» Task requirements
What's needed: every entry, printed exactly, minus the images.

================================

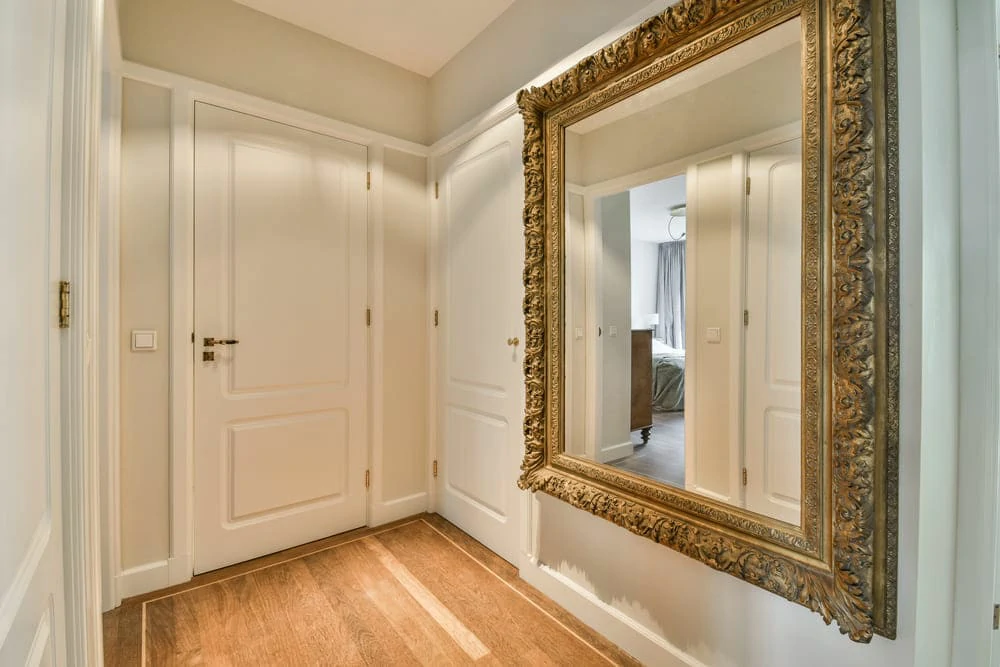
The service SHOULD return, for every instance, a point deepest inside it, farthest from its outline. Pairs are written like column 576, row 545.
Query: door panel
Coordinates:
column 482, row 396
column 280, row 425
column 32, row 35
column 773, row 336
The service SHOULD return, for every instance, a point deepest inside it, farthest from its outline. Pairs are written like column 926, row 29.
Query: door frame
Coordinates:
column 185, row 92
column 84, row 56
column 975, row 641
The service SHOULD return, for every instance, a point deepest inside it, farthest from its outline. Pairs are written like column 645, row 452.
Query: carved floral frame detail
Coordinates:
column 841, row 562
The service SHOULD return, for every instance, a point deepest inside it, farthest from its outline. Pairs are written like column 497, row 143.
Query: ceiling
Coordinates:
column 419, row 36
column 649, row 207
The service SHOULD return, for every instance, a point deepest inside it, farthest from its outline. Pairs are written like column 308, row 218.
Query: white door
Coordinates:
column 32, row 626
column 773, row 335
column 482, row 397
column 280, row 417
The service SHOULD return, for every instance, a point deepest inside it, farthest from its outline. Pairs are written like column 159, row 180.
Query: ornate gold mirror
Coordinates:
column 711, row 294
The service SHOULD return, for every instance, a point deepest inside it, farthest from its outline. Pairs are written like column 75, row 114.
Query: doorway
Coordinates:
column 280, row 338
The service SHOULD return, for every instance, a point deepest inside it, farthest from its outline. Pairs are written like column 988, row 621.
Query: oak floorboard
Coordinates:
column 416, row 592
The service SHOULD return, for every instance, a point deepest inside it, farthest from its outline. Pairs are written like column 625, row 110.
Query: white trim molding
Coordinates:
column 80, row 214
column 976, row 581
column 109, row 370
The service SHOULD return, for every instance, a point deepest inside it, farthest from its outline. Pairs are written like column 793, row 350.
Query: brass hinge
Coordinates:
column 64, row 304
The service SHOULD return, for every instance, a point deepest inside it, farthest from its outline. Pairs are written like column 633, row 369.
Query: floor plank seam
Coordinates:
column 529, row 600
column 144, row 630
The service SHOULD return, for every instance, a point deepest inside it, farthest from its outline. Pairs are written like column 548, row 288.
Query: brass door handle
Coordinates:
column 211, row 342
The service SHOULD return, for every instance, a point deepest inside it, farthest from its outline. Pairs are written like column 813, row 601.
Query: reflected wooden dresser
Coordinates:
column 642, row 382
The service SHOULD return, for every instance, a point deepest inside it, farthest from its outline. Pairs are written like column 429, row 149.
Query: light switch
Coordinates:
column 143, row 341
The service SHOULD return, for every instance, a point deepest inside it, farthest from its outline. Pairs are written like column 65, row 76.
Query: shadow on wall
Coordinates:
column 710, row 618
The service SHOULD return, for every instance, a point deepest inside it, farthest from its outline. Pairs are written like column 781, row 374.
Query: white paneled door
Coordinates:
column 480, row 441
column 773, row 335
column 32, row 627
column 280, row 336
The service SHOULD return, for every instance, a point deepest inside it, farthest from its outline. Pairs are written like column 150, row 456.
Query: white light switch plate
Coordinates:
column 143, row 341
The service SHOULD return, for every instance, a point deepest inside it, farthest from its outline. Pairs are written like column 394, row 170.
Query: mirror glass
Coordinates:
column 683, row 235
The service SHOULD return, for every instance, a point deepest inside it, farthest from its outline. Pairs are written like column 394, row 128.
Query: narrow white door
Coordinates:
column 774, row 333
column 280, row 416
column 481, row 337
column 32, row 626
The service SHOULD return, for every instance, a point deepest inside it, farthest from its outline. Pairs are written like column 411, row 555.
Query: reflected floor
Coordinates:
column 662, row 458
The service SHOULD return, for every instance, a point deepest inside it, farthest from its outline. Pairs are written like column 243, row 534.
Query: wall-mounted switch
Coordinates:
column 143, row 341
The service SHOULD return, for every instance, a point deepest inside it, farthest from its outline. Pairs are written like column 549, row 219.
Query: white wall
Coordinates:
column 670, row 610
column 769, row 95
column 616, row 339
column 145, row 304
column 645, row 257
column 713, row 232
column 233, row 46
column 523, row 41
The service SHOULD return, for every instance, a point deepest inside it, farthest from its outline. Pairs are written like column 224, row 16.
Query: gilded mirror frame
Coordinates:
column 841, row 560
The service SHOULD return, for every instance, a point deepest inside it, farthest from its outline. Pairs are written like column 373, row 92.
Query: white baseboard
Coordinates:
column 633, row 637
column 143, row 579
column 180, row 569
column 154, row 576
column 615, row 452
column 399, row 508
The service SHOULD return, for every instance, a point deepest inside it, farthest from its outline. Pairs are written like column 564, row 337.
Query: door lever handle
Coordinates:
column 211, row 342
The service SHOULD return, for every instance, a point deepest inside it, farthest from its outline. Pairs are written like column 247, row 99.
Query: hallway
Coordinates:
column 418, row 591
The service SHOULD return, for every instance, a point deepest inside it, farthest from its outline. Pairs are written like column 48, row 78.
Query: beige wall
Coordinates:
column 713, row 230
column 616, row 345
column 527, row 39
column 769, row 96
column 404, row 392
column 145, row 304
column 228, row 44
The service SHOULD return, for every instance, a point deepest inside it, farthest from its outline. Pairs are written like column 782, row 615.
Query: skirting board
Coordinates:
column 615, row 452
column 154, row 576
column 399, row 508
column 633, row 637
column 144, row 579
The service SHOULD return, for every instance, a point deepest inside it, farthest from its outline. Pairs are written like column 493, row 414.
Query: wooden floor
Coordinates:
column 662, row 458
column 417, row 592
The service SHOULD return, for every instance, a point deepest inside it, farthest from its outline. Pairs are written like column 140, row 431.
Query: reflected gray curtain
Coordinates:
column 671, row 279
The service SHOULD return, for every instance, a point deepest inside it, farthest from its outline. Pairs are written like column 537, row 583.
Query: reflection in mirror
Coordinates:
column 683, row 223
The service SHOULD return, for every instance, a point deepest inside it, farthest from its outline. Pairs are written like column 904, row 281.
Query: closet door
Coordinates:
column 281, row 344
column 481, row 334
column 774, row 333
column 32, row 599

================================

» Response area
The service SHOULD return, for every instance, a point deepest inside it, farthest from its outline. Pairs are written like column 576, row 545.
Query: door panel
Coordinates:
column 482, row 396
column 280, row 425
column 32, row 35
column 773, row 336
The service SHOULD return, for every instance, a point deepest inside it, farthest from its outline. Pairs are written like column 926, row 29.
Query: door frame
Coordinates:
column 185, row 92
column 84, row 56
column 975, row 641
The service SHOULD return, for every instance, a point deepest inside it, farthest from its outline. Pairs are written like column 645, row 452.
Query: carved floral frame detail
Coordinates:
column 841, row 562
The service SHOULD return, for every instance, a point deepest inside it, farthest from its outline. Pairs are written like column 497, row 143.
Query: ceiling
Coordinates:
column 419, row 36
column 649, row 207
The service SHOULD return, for every instance, a point deepest inside it, farthest from its outline. Pairs are written like column 308, row 218.
Query: white door
Coordinates:
column 32, row 626
column 773, row 335
column 482, row 397
column 280, row 417
The service SHOULD return, for every instance, a point deepest inside it, farthest from its outline. Pairs are written like column 159, row 180.
Query: ornate gold mirror
Coordinates:
column 711, row 294
The service SHOULD return, for every instance, a point deepest inside it, farthest from its outline. Pairs are written like column 75, row 114.
Query: doorway
Coordinates:
column 280, row 338
The service SHOULD return, for every instance, a point deepest inside it, farthest from its outline. Pairs are written like column 988, row 621.
Query: oak floorboard
Coordinates:
column 416, row 592
The service SHOULD return, for every instance, a point deepest inside it, farthest from its outline. Pairs are written like column 625, row 110.
Query: white trim molding
Coordinates:
column 80, row 214
column 976, row 581
column 109, row 370
The service SHOULD return, for every instance, a point deepest inside it, farthest from its outline. Pairs are written like column 793, row 350.
Query: brass hinge
Coordinates:
column 64, row 304
The service SHOULD return, for every instance, a point deepest inside it, farthest from its outline. Pairs are written like column 633, row 369.
Query: floor plank seam
Coordinates:
column 529, row 600
column 144, row 630
The service SHOULD return, for every instance, a point deepest inside it, farthest from its outline. Pairs are written like column 548, row 288.
Query: brass door handle
Coordinates:
column 211, row 342
The service SHOULD return, for every instance, a point deepest inside it, farthest from its outline. Pairs are written like column 813, row 601.
Query: reflected wooden dresser
Coordinates:
column 642, row 382
The service SHOULD return, for every instance, a point deepest inside it, farthest from its outline. Pairs are written like column 429, row 149.
Query: light switch
Coordinates:
column 143, row 341
The service SHOULD return, for every instance, a point deepest inside it, farthest from its outline. Pairs are written like column 65, row 76.
Query: shadow on wall
Coordinates:
column 710, row 618
The service SHOULD return, for every instance, a point deepest inside it, farthest from its outline. Pairs are written like column 781, row 374.
Query: white paneled door
Coordinates:
column 480, row 441
column 773, row 335
column 32, row 627
column 280, row 336
The service SHOULD return, for every instance, a point deepest inside it, farthest from its outline. Pairs are written like column 150, row 456.
Query: white light switch plate
Coordinates:
column 143, row 341
The service SHOULD return, for every instance, a point deepest inside it, farthest from its outline. Pairs are written like column 394, row 170.
Query: mirror glass
Coordinates:
column 683, row 235
The service SHOULD return, for every instance, a point deepest inside it, farthest from its outline. Pairs are written like column 394, row 128.
Query: narrow white door
Coordinates:
column 774, row 333
column 280, row 416
column 481, row 337
column 32, row 626
The service SHOULD return, for every instance, a point deepest inside it, farthest from its outline. Pairs are written like column 411, row 555.
Query: reflected floor
Coordinates:
column 662, row 458
The service SHOULD return, for every instance, a point deepest inside it, farthest from its outline. Pairs are written like column 243, row 534.
Query: wall-mounted switch
Coordinates:
column 143, row 341
The service SHOULD return, for every instance, a point deepest inside it, farthest from its outline. Pairs are written like column 549, row 219.
Query: white wall
Coordinates:
column 670, row 610
column 769, row 95
column 616, row 339
column 145, row 304
column 645, row 257
column 713, row 232
column 233, row 46
column 523, row 41
The service SHOULD return, for every instance, a point deepest inside it, farthest from its outline. Pairs are written like column 224, row 16.
Query: gilded mirror frame
Coordinates:
column 841, row 560
The service SHOULD return, for every instance, a point deepest inside it, farthest from its outline. Pairs are written like column 373, row 92.
Query: white baseboard
Coordinates:
column 633, row 637
column 143, row 579
column 180, row 569
column 154, row 576
column 615, row 452
column 399, row 508
The service SHOULD return, for every instance, a point deepest inside it, farthest from its outline. Pairs are written like column 564, row 337.
Query: door lever handle
Coordinates:
column 211, row 342
The service SHOULD return, for every instance, a point deepest inside it, farthest from its outline. Pairs are written like column 247, row 99.
Query: hallway
Coordinates:
column 418, row 591
The service SHOULD return, for every instance, a point deepest inside it, farthest from its outline. Pairs are written like column 48, row 78.
Query: beige wall
Coordinates:
column 713, row 230
column 616, row 345
column 527, row 39
column 769, row 96
column 404, row 392
column 145, row 304
column 228, row 44
The service SHOULD return, for every instance, a point deepest inside it, farthest from its outline. Pairs are written like column 782, row 615.
Query: skirting board
Coordinates:
column 615, row 452
column 154, row 576
column 399, row 508
column 633, row 637
column 144, row 579
The service SHOULD return, for every instance, a point deepest inside it, farthest from its outline. Pairs are written like column 493, row 414.
Query: wooden floor
Coordinates:
column 662, row 458
column 417, row 592
The service SHOULD return, for every instance, a point deepest inside it, farthest from its outline. Pairs are written like column 140, row 431.
Query: reflected gray curtain
Coordinates:
column 671, row 279
The service SHOULD return, for every instance, a point deepest inside it, farthest from its outline. Pairs are written like column 537, row 583.
Query: reflection in mirror
Coordinates:
column 683, row 223
The service SHOULD return, for every instance, a point deepest inside it, farthest from its outline. Pairs are written like column 904, row 281.
Query: closet door
Coordinates:
column 281, row 344
column 481, row 334
column 774, row 333
column 32, row 599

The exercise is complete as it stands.